## Texte extrait
┌────────

Africa ne connaissait pourtant qu’un succès mitigé sur les ondes transalpines, et c’est sans doute dû à son texte trop engagé, pas assez sexy pour son public. Pensez, la complainte d’un vieil Africain exilé exhortant ses frères à quitter leur monde artificiel pour retourner sur la terre de leurs ancêtres... Flairant cependant la conversion tubesque de cette compo, Pierre Delanoë et Claude Lemesle réécrivent très vite le texte d’Africa en français, n’en gardant que la mélodie et le ton récitatif. Ce sera L’Eté indien. Toto veut que ce soit Claude François qui chante cette adaptation, mais ça restera voeu pieux. Les potins racontent que Cloclo, qui devait se présenter avant midi pour en acquérir les droits (ou pour l'enregistrer), serait arrivé en retard à cause d'une soirée trop arrosée. C’est connu, on ne réveille pas (plus) Claude François.

└────────

## Données extraites
┌────────

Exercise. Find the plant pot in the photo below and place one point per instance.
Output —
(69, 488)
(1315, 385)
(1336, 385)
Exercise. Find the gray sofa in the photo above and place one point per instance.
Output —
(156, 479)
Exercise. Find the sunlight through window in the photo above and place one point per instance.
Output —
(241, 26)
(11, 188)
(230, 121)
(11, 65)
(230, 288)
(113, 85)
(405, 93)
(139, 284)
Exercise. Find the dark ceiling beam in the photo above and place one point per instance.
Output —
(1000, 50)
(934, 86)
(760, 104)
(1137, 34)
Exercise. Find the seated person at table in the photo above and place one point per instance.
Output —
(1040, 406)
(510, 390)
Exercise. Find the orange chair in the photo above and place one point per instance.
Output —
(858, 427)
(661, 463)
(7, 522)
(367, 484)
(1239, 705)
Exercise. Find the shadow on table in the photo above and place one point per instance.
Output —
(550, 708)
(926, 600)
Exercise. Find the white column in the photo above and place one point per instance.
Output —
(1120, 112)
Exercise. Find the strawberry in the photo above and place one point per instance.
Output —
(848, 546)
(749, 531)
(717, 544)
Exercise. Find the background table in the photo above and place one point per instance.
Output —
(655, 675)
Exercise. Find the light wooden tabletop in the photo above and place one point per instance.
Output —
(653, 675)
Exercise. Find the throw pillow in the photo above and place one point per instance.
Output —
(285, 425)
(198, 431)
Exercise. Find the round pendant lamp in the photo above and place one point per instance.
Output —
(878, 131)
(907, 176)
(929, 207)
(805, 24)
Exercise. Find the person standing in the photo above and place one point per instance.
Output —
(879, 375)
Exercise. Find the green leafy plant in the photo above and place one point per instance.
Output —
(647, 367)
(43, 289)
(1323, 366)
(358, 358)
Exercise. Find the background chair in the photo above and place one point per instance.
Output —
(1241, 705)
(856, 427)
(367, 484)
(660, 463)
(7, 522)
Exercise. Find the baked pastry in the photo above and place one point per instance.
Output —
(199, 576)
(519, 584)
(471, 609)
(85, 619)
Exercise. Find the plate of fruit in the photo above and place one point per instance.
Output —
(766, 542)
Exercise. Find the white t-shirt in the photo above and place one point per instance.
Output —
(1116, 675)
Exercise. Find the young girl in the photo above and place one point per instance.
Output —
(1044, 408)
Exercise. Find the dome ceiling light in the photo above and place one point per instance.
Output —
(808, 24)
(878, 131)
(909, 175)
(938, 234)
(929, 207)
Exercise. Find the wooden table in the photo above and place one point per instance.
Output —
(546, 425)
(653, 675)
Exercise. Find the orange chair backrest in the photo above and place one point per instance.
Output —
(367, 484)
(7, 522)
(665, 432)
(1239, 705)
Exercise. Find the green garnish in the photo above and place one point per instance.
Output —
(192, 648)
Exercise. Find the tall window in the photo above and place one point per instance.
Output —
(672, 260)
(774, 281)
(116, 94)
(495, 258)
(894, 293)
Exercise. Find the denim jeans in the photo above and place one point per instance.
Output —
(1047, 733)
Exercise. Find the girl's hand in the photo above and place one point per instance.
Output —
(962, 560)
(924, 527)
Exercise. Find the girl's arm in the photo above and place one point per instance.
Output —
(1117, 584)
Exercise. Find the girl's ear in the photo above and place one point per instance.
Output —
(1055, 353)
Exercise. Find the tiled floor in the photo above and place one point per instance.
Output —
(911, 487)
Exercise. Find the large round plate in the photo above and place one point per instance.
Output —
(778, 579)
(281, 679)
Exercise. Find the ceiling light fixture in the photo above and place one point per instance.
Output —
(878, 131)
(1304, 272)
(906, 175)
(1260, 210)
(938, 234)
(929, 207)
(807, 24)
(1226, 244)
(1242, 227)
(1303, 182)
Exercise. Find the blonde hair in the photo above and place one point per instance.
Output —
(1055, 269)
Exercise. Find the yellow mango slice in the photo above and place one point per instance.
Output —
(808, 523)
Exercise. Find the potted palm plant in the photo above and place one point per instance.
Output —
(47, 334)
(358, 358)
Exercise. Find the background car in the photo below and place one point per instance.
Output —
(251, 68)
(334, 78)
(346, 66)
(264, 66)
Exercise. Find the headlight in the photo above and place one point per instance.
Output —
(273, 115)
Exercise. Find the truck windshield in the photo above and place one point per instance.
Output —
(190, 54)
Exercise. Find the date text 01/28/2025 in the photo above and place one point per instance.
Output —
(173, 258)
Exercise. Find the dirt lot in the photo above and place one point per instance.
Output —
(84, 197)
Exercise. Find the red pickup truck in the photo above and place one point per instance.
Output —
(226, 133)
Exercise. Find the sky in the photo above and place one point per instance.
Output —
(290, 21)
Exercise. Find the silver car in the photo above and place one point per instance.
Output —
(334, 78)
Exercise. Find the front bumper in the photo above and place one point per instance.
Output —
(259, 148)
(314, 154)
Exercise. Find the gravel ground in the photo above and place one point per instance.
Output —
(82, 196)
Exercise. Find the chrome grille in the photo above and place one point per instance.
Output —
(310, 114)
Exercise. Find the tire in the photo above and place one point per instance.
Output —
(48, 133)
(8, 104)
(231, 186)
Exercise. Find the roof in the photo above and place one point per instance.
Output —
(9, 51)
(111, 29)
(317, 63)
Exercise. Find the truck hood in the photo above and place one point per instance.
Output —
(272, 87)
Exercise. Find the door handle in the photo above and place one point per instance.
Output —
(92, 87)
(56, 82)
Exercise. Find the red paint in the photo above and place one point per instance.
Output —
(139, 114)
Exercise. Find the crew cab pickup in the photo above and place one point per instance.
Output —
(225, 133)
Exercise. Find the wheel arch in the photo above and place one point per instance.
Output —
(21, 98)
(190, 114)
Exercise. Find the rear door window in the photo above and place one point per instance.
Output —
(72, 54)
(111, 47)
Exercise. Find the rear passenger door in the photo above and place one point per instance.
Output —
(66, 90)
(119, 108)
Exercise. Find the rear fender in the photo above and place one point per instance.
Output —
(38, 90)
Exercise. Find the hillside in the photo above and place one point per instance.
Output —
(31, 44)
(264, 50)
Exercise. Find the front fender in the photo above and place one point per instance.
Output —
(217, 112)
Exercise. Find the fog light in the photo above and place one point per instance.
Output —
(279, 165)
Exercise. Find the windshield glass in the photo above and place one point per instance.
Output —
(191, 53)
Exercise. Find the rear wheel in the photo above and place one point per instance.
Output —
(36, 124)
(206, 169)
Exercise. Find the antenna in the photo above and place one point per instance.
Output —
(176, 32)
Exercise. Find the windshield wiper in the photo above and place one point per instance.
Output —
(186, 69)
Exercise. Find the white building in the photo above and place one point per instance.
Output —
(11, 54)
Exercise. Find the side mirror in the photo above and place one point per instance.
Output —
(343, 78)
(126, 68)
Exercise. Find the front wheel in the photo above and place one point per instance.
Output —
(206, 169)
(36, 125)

└────────
┌────────

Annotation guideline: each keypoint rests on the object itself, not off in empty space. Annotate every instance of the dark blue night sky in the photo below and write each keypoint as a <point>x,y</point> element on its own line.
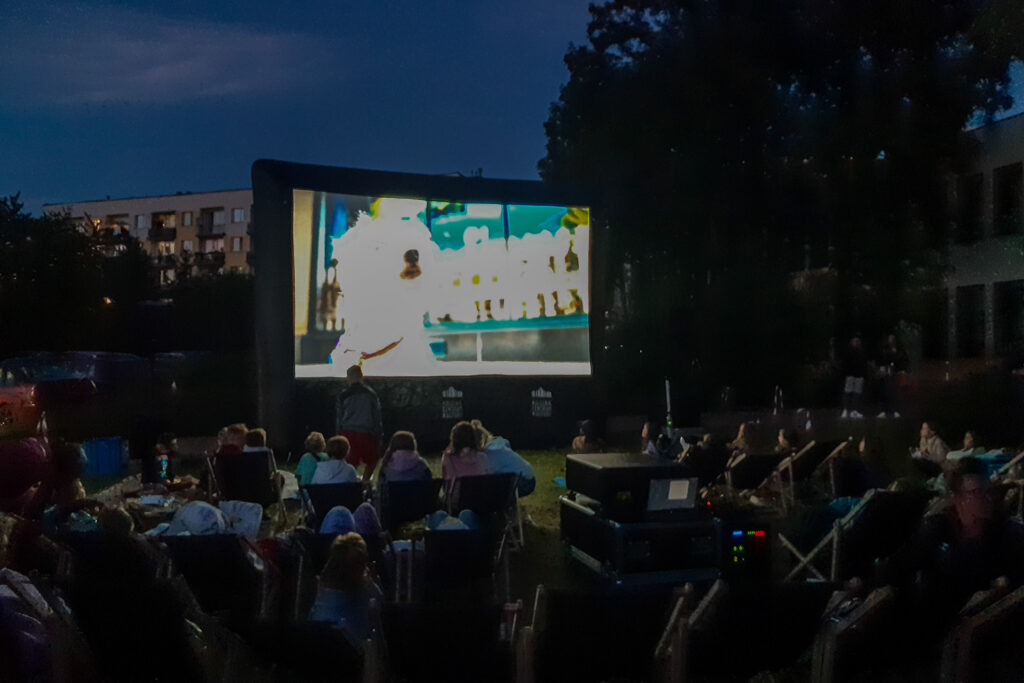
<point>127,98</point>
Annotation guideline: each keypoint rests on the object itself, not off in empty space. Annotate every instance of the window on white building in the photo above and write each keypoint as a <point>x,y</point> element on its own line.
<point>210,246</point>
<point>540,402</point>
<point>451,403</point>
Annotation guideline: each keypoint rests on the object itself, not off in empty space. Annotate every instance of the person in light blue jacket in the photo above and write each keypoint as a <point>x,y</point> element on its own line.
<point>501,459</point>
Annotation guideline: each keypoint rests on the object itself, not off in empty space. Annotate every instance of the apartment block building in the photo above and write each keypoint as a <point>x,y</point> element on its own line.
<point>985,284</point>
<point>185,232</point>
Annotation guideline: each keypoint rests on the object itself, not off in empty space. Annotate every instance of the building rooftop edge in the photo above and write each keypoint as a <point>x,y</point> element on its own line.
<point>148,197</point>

└────────
┌────────

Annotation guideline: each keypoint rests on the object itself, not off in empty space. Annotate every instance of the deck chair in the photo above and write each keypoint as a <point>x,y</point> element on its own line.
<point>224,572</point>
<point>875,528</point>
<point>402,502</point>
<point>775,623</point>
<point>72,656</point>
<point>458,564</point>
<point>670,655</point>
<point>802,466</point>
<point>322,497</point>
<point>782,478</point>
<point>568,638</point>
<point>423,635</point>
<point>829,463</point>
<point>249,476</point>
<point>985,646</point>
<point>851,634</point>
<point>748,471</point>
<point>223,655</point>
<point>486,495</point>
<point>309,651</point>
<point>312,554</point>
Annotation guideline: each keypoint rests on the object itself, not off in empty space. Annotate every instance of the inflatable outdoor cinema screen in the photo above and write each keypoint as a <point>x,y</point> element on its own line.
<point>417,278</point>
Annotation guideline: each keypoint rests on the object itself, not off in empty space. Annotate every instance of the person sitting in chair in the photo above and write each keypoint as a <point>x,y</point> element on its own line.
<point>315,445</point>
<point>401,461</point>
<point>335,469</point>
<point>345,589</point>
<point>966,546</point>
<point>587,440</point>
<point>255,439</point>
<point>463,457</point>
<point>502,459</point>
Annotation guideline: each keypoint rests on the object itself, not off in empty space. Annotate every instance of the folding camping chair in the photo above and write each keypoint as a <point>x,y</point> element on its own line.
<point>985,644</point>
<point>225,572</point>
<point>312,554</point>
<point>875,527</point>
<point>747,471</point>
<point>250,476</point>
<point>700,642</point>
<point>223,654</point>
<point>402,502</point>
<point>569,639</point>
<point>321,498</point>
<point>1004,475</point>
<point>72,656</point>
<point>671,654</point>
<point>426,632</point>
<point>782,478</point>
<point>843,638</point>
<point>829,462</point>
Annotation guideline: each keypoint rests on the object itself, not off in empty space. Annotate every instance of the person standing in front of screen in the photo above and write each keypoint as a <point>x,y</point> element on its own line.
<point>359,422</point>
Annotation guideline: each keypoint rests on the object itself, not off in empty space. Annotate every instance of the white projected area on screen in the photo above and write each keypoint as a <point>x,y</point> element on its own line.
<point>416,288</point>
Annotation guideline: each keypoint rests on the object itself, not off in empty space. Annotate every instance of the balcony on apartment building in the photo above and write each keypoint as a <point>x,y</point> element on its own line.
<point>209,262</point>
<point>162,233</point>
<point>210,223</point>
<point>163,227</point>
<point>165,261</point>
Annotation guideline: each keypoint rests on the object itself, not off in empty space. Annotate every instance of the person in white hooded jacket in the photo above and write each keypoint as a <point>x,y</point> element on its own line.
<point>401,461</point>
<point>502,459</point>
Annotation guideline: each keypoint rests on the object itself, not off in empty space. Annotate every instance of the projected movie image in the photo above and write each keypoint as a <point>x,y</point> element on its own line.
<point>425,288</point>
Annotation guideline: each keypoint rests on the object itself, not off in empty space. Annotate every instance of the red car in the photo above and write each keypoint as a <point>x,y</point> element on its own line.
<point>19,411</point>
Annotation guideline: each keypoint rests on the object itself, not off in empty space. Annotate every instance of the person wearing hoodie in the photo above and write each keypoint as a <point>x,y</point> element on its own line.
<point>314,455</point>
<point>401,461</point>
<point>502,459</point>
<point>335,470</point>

└────────

## Consigne A
Restituez le passage du texte sur L'Eté indien compris entre « Africa ne connaissait » et « (plus) Claude François. », bornes incluses.
## Consigne B
Répondez aux questions suivantes d'après le texte sur L'Eté indien :
(i) Qui réécrit en français le texte d'Africa ?
(ii) Quel chanteur Toto souhaite-t-il pour interpréter l'adaptation ?
(iii) Selon les potins, pour quelle raison Cloclo serait-il arrivé en retard ?
Les données ne sont d'aucune utilité ici.

## Réponse A
Africa ne connaissait pourtant qu’un succès mitigé sur les ondes transalpines, et c’est sans doute dû à son texte trop engagé, pas assez sexy pour son public. Pensez, la complainte d’un vieil Africain exilé exhortant ses frères à quitter leur monde artificiel pour retourner sur la terre de leurs ancêtres... Flairant cependant la conversion tubesque de cette compo, Pierre Delanoë et Claude Lemesle réécrivent très vite le texte d’Africa en français, n’en gardant que la mélodie et le ton récitatif. Ce sera L’Eté indien. Toto veut que ce soit Claude François qui chante cette adaptation, mais ça restera voeu pieux. Les potins racontent que Cloclo, qui devait se présenter avant midi pour en acquérir les droits (ou pour l'enregistrer), serait arrivé en retard à cause d'une soirée trop arrosée. C’est connu, on ne réveille pas (plus) Claude François.

## Réponse B
(i) Pierre Delanoë et Claude Lemesle.
(ii) Claude François.
(iii) À cause d'une soirée trop arrosée.